> Exercise instructions
Please state how many lines of the records below contain the string "golden", counting only matches with the same case. Give the number alone.

···

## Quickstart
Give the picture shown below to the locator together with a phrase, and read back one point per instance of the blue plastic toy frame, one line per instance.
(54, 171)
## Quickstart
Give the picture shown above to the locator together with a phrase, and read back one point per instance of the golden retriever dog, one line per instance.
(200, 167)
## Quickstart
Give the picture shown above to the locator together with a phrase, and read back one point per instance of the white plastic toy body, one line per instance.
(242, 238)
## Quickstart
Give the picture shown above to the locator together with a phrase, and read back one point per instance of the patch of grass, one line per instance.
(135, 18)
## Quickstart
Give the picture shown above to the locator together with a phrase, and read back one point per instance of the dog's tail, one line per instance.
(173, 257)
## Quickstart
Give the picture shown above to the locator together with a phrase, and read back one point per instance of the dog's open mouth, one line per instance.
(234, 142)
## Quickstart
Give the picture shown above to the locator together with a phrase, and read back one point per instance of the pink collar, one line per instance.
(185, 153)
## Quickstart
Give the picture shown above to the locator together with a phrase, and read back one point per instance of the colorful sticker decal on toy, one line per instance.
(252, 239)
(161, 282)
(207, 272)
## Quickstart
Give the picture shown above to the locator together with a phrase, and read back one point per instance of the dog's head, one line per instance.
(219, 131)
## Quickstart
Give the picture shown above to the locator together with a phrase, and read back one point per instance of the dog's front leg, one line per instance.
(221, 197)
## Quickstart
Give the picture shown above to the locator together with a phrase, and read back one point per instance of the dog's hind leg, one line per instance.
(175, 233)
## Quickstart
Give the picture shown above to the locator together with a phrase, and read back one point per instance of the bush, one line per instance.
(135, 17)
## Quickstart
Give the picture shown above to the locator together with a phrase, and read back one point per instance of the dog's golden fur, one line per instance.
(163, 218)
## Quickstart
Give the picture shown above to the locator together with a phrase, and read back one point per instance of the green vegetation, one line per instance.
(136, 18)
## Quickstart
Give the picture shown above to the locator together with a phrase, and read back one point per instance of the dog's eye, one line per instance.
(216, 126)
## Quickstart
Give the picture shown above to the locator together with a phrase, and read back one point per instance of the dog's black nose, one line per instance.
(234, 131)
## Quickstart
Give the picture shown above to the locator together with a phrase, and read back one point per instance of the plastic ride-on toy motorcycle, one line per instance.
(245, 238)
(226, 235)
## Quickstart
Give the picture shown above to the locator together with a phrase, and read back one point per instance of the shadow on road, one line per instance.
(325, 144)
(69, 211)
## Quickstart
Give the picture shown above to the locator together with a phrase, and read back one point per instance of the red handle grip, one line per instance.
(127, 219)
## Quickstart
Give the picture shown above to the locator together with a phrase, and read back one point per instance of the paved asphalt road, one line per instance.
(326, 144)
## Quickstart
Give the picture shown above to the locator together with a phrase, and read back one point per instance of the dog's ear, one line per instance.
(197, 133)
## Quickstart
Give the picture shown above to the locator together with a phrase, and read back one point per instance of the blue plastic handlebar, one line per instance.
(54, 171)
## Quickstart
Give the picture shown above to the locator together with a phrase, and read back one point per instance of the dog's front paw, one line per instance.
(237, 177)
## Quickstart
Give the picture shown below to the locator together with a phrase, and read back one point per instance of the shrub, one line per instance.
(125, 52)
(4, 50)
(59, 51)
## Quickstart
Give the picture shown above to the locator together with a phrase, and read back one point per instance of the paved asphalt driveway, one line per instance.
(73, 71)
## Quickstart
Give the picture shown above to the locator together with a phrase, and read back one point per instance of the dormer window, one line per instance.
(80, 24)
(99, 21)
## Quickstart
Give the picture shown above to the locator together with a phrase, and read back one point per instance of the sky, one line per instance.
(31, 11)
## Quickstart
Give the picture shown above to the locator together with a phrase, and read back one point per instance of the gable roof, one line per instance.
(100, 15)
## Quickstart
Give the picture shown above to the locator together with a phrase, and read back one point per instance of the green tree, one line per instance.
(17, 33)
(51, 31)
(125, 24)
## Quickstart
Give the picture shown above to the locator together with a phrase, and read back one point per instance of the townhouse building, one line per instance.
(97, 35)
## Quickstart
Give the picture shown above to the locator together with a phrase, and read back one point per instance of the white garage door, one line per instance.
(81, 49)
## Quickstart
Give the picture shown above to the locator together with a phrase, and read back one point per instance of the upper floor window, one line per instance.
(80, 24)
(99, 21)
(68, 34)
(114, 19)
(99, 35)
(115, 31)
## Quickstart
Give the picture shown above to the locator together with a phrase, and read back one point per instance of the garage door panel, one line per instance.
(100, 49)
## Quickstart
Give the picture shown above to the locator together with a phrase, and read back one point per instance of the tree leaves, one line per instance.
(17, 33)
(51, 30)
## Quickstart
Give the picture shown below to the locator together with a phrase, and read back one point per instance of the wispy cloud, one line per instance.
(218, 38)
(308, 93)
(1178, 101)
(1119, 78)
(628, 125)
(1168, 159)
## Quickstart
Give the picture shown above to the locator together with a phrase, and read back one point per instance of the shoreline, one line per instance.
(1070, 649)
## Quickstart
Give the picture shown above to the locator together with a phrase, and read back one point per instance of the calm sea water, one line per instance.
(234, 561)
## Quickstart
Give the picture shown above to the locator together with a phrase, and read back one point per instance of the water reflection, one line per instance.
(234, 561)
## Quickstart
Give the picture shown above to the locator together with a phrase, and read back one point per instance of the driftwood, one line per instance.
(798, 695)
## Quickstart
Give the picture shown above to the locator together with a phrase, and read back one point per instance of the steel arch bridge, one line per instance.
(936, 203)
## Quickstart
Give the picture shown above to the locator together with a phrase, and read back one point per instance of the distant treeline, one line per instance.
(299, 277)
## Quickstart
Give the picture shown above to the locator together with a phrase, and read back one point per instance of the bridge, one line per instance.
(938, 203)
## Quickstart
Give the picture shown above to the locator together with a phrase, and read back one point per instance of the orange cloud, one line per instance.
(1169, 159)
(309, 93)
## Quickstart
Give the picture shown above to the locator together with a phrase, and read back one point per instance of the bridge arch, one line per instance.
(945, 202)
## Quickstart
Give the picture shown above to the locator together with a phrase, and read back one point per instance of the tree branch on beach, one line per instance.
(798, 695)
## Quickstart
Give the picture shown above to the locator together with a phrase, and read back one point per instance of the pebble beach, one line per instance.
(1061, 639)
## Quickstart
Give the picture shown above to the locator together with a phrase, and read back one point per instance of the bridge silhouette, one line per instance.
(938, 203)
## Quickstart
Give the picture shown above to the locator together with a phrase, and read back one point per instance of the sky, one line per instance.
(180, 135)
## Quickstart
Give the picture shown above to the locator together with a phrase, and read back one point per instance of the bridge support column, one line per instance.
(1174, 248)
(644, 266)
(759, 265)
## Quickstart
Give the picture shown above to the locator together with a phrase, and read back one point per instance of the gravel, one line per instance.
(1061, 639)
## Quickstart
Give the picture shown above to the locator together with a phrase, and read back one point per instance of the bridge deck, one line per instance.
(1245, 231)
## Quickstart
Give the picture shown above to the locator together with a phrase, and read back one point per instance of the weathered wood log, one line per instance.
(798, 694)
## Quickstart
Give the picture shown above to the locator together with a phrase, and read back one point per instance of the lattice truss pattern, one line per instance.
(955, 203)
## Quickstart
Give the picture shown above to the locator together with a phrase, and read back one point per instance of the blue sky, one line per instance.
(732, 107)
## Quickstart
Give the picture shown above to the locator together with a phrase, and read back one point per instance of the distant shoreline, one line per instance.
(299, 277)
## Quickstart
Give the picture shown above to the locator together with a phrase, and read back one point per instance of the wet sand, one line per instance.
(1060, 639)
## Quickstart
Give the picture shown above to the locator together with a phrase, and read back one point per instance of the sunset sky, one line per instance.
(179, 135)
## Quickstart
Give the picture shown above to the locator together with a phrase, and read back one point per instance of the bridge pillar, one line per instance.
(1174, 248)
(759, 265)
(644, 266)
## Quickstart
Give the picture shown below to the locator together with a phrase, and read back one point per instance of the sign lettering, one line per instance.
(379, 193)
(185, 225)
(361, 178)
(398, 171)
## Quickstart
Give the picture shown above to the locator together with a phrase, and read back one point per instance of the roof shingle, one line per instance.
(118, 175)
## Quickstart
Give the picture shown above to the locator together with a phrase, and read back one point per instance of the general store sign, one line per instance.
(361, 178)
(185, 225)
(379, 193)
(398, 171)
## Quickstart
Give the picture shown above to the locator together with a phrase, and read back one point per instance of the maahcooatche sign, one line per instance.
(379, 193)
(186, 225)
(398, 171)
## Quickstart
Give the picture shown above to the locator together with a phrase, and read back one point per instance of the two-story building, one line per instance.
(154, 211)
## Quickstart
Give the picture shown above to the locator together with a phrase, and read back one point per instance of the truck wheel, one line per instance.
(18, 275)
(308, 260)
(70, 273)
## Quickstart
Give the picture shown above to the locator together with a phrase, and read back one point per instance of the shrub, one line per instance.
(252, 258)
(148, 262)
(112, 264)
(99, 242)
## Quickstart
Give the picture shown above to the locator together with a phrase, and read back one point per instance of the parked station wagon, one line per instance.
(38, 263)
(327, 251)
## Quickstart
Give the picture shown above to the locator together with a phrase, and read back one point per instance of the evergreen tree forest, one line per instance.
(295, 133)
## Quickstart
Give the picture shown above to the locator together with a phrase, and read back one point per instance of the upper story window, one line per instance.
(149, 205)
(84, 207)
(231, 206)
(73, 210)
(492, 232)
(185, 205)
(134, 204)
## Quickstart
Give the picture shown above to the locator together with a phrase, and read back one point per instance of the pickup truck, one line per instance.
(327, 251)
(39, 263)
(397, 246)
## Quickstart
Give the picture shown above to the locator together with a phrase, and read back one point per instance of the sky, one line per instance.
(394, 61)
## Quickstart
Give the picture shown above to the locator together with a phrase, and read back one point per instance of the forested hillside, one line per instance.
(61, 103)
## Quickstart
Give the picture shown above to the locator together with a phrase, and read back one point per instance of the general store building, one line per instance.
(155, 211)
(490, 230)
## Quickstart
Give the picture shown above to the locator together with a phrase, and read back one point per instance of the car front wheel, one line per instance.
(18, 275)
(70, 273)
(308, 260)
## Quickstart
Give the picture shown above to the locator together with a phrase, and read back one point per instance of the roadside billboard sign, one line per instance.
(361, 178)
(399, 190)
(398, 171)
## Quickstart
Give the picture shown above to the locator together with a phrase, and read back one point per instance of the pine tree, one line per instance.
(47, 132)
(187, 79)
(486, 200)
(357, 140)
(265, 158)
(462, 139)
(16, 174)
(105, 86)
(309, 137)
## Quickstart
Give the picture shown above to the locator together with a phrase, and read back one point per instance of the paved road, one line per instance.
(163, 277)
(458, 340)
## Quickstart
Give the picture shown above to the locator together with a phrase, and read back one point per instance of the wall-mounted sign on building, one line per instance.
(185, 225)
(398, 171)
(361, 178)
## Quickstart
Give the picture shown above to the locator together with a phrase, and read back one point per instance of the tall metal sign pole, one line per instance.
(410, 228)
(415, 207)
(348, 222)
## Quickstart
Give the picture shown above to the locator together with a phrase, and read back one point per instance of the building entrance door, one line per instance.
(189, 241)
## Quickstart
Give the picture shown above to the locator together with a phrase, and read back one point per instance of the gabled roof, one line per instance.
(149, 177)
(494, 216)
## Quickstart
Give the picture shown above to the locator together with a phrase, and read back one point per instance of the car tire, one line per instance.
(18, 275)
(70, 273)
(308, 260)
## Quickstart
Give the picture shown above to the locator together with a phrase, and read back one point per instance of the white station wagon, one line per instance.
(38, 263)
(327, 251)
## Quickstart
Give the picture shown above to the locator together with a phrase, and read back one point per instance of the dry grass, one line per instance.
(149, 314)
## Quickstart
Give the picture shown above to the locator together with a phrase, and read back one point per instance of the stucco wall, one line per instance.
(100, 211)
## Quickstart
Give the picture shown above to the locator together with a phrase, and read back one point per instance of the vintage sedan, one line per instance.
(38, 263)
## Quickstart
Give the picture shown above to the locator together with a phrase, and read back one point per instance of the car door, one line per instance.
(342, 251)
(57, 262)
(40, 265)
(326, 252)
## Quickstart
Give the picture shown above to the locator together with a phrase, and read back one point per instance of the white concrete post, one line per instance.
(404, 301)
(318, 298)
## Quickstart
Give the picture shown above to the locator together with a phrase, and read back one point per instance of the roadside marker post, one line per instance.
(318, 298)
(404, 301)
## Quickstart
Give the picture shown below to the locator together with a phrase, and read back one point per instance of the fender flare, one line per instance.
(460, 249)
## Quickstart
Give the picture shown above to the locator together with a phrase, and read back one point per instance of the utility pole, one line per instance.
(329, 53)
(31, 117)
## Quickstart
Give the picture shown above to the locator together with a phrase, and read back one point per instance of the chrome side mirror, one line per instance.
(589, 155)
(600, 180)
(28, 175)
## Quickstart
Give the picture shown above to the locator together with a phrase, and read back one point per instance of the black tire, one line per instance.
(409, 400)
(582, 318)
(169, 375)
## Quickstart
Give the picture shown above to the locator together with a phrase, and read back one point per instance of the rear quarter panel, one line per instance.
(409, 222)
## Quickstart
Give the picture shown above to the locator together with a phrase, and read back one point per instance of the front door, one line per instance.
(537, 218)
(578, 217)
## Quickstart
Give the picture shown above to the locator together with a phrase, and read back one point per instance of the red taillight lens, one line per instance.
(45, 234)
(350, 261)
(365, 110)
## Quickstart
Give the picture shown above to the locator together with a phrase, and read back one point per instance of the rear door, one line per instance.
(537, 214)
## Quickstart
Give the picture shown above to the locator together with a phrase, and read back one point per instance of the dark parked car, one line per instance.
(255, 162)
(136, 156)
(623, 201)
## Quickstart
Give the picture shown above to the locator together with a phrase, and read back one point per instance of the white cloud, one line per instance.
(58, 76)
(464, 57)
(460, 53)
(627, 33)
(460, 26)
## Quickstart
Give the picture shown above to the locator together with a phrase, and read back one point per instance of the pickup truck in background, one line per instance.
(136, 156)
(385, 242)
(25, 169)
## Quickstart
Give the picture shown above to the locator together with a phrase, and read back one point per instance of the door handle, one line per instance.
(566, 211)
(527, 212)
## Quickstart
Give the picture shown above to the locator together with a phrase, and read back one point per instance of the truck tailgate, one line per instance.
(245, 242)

···

> Solution to this task
2